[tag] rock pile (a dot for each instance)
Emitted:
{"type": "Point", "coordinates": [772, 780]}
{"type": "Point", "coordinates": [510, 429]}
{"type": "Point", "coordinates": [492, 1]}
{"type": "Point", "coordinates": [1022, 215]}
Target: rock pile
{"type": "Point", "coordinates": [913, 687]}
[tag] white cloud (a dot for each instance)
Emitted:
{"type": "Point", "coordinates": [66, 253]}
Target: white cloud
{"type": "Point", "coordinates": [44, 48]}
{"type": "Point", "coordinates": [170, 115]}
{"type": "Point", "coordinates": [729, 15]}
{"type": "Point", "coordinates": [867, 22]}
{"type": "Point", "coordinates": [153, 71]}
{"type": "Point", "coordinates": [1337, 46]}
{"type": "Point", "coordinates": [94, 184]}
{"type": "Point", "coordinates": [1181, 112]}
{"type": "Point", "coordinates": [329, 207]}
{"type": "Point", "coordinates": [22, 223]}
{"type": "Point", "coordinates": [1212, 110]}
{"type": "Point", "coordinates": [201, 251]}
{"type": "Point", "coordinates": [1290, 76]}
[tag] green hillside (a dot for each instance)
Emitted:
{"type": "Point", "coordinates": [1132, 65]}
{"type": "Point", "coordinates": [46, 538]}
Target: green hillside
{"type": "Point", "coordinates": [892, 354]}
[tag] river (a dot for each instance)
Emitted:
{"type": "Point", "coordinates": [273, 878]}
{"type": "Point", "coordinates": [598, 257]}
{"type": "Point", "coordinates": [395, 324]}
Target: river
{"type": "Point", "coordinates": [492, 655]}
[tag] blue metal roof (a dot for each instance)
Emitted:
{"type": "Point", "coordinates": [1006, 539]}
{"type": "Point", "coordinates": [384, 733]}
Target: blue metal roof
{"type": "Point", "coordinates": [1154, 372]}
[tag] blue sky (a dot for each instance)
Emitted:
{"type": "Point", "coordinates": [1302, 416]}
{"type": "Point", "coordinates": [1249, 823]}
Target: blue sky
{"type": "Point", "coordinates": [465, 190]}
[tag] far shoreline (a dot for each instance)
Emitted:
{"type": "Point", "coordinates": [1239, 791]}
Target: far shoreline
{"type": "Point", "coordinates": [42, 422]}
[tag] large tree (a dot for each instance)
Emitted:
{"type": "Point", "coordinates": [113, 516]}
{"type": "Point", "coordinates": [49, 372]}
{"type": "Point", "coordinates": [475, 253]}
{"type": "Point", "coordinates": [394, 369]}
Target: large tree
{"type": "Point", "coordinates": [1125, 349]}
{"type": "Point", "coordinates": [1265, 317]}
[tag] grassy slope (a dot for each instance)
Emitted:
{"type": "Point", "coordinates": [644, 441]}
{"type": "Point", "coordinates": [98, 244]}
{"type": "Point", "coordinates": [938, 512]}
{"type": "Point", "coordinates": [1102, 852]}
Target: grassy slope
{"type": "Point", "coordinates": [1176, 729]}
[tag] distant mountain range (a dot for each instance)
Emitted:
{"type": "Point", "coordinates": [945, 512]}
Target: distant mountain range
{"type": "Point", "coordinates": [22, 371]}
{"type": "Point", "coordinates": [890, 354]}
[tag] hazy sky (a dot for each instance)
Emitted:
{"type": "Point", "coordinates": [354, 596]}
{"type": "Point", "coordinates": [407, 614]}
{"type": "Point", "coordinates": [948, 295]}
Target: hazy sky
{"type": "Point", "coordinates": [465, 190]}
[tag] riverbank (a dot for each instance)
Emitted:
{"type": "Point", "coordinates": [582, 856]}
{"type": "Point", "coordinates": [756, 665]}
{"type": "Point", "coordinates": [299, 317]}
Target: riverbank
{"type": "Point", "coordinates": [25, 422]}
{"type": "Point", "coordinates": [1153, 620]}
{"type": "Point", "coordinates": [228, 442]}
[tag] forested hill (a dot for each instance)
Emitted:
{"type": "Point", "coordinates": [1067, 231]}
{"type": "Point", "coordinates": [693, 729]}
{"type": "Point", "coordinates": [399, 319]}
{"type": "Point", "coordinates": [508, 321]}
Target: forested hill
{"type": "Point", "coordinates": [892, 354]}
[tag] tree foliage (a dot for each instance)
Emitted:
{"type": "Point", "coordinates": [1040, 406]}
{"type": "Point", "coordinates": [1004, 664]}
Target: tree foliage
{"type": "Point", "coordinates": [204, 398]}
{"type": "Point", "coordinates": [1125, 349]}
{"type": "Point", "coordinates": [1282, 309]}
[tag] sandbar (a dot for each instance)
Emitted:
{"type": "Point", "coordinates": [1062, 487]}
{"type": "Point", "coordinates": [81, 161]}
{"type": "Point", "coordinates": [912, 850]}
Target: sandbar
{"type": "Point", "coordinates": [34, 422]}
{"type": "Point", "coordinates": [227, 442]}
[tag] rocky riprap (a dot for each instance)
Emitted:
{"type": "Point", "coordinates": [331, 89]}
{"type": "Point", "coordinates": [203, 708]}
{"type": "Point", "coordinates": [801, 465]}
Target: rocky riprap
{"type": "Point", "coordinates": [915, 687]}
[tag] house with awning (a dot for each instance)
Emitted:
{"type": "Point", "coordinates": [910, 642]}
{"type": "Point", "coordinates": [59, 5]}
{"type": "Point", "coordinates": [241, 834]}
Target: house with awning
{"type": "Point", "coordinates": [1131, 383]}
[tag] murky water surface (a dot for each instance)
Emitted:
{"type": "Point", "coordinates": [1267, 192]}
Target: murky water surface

────────────────────

> Assignment
Output the full listing exactly, please.

> Solution to the exercise
[tag] rock pile (a dot for each instance)
Emitted:
{"type": "Point", "coordinates": [772, 780]}
{"type": "Point", "coordinates": [510, 429]}
{"type": "Point", "coordinates": [492, 1]}
{"type": "Point", "coordinates": [1022, 215]}
Target: rock pile
{"type": "Point", "coordinates": [913, 687]}
[tag] white cloud (a dot for each instance)
Emitted:
{"type": "Point", "coordinates": [66, 253]}
Target: white cloud
{"type": "Point", "coordinates": [44, 48]}
{"type": "Point", "coordinates": [170, 115]}
{"type": "Point", "coordinates": [729, 15]}
{"type": "Point", "coordinates": [867, 22]}
{"type": "Point", "coordinates": [153, 71]}
{"type": "Point", "coordinates": [1337, 46]}
{"type": "Point", "coordinates": [94, 184]}
{"type": "Point", "coordinates": [1181, 112]}
{"type": "Point", "coordinates": [329, 207]}
{"type": "Point", "coordinates": [22, 223]}
{"type": "Point", "coordinates": [1212, 110]}
{"type": "Point", "coordinates": [201, 251]}
{"type": "Point", "coordinates": [1290, 76]}
[tag] green hillside (a dot for each instance)
Emitted:
{"type": "Point", "coordinates": [1132, 65]}
{"type": "Point", "coordinates": [46, 538]}
Target: green hillside
{"type": "Point", "coordinates": [892, 354]}
[tag] river (a dot for each instance)
Emitted:
{"type": "Point", "coordinates": [273, 878]}
{"type": "Point", "coordinates": [598, 257]}
{"type": "Point", "coordinates": [395, 324]}
Target: river
{"type": "Point", "coordinates": [492, 655]}
[tag] blue metal roof (a dot for each instance)
Emitted:
{"type": "Point", "coordinates": [1006, 539]}
{"type": "Point", "coordinates": [384, 733]}
Target: blue metal roof
{"type": "Point", "coordinates": [1154, 372]}
[tag] blue sky (a dot for each instance)
Emitted:
{"type": "Point", "coordinates": [1302, 416]}
{"type": "Point", "coordinates": [1249, 823]}
Target: blue sky
{"type": "Point", "coordinates": [465, 190]}
[tag] far shoreline (a dot for each instance)
Emitted:
{"type": "Point", "coordinates": [1239, 791]}
Target: far shoreline
{"type": "Point", "coordinates": [42, 422]}
[tag] large tree (a dot for each instance)
Emitted:
{"type": "Point", "coordinates": [113, 516]}
{"type": "Point", "coordinates": [49, 372]}
{"type": "Point", "coordinates": [475, 253]}
{"type": "Point", "coordinates": [394, 369]}
Target: large tree
{"type": "Point", "coordinates": [1125, 349]}
{"type": "Point", "coordinates": [1265, 317]}
[tag] grassy slope (a dot for each instance)
Emitted:
{"type": "Point", "coordinates": [644, 441]}
{"type": "Point", "coordinates": [98, 244]}
{"type": "Point", "coordinates": [938, 512]}
{"type": "Point", "coordinates": [1102, 852]}
Target: grassy slope
{"type": "Point", "coordinates": [1176, 729]}
[tag] distant mountain range (a dot for each instance)
Emitted:
{"type": "Point", "coordinates": [945, 512]}
Target: distant mountain range
{"type": "Point", "coordinates": [22, 371]}
{"type": "Point", "coordinates": [890, 354]}
[tag] hazy sky (a dot for each instance)
Emitted:
{"type": "Point", "coordinates": [354, 596]}
{"type": "Point", "coordinates": [407, 614]}
{"type": "Point", "coordinates": [948, 295]}
Target: hazy sky
{"type": "Point", "coordinates": [465, 190]}
[tag] riverbank (a dot for each instance)
Emitted:
{"type": "Point", "coordinates": [582, 856]}
{"type": "Point", "coordinates": [756, 665]}
{"type": "Point", "coordinates": [299, 317]}
Target: riverbank
{"type": "Point", "coordinates": [25, 422]}
{"type": "Point", "coordinates": [1153, 620]}
{"type": "Point", "coordinates": [228, 442]}
[tag] forested hill (a dot for each instance)
Emitted:
{"type": "Point", "coordinates": [1067, 231]}
{"type": "Point", "coordinates": [693, 729]}
{"type": "Point", "coordinates": [399, 319]}
{"type": "Point", "coordinates": [508, 321]}
Target: forested hill
{"type": "Point", "coordinates": [892, 354]}
[tag] tree foliage (a dot for each instance)
Emitted:
{"type": "Point", "coordinates": [1040, 406]}
{"type": "Point", "coordinates": [1004, 664]}
Target: tree foliage
{"type": "Point", "coordinates": [204, 398]}
{"type": "Point", "coordinates": [1125, 349]}
{"type": "Point", "coordinates": [1282, 309]}
[tag] sandbar (a dot for each instance)
Emitted:
{"type": "Point", "coordinates": [1062, 487]}
{"type": "Point", "coordinates": [81, 161]}
{"type": "Point", "coordinates": [912, 850]}
Target: sandbar
{"type": "Point", "coordinates": [34, 422]}
{"type": "Point", "coordinates": [227, 442]}
[tag] rocky riprap (a dot for each instance)
Emitted:
{"type": "Point", "coordinates": [331, 89]}
{"type": "Point", "coordinates": [203, 708]}
{"type": "Point", "coordinates": [801, 465]}
Target: rocky riprap
{"type": "Point", "coordinates": [915, 687]}
[tag] house with awning (a dot for each instance)
Emitted:
{"type": "Point", "coordinates": [910, 642]}
{"type": "Point", "coordinates": [59, 5]}
{"type": "Point", "coordinates": [241, 834]}
Target: house with awning
{"type": "Point", "coordinates": [1131, 383]}
[tag] murky water surface (a dot for each instance)
Emitted:
{"type": "Point", "coordinates": [1267, 192]}
Target: murky water surface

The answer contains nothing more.